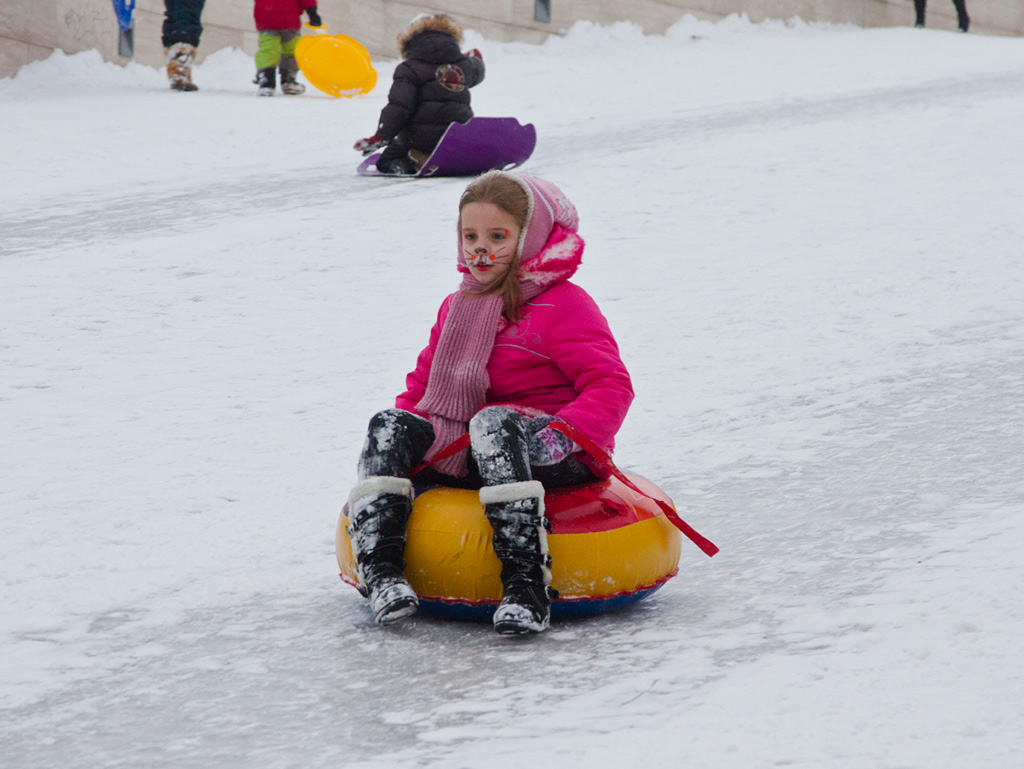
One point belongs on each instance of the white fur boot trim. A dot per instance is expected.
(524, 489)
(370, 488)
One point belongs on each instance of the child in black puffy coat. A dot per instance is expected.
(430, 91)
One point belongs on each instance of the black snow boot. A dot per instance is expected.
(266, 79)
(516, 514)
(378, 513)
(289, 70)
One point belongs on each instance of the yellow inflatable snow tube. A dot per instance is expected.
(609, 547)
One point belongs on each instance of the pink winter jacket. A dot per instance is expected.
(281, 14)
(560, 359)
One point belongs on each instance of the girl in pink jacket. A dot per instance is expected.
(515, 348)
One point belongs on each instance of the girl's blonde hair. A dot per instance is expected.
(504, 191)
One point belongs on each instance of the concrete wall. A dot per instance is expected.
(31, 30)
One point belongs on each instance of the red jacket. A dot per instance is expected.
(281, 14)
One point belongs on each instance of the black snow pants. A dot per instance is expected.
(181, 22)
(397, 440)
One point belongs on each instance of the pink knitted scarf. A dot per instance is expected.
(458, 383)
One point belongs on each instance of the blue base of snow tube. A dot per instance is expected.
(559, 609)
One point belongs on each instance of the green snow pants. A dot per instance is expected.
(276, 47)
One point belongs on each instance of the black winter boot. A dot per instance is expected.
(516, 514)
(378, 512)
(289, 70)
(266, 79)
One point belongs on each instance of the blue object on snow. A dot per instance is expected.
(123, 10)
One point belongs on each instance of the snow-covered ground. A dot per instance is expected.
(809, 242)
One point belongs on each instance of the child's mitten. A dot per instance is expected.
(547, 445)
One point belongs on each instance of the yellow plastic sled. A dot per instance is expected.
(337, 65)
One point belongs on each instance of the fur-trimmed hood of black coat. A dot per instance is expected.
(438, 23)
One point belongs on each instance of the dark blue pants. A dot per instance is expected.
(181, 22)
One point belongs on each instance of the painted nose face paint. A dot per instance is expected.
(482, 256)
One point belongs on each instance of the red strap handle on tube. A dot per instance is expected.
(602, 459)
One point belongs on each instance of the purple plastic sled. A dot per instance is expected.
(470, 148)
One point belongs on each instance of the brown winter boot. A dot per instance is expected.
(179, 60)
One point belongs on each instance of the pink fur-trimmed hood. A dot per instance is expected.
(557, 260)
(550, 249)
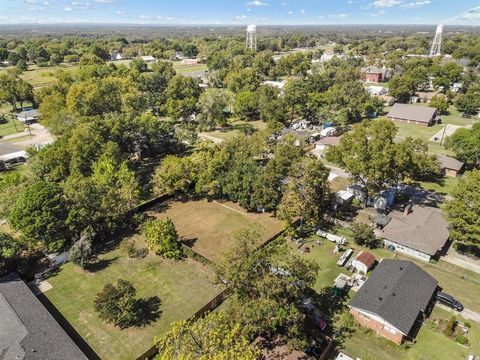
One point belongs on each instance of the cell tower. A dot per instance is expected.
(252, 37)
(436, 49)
○ ○ ○ ○ ○
| CHALLENGE |
Copy the listing word for word, from the line with "One point belongs on each instance of the purple" through the listing's final line, and leave out the picture.

| RESPONSE TO THE TASK |
One point belongs on each instance of the purple plastic sled. A dot per instance is expected.
(470, 148)
One point belongs on each instance of the brown winter boot. A dot per instance is expected.
(179, 60)
One point belongs on each instance of the pink fur-trimmed hood. A dot per instance is expected.
(557, 260)
(550, 249)
One point belongs on each instance of the cell tower. A dot per instance is expected.
(252, 37)
(436, 49)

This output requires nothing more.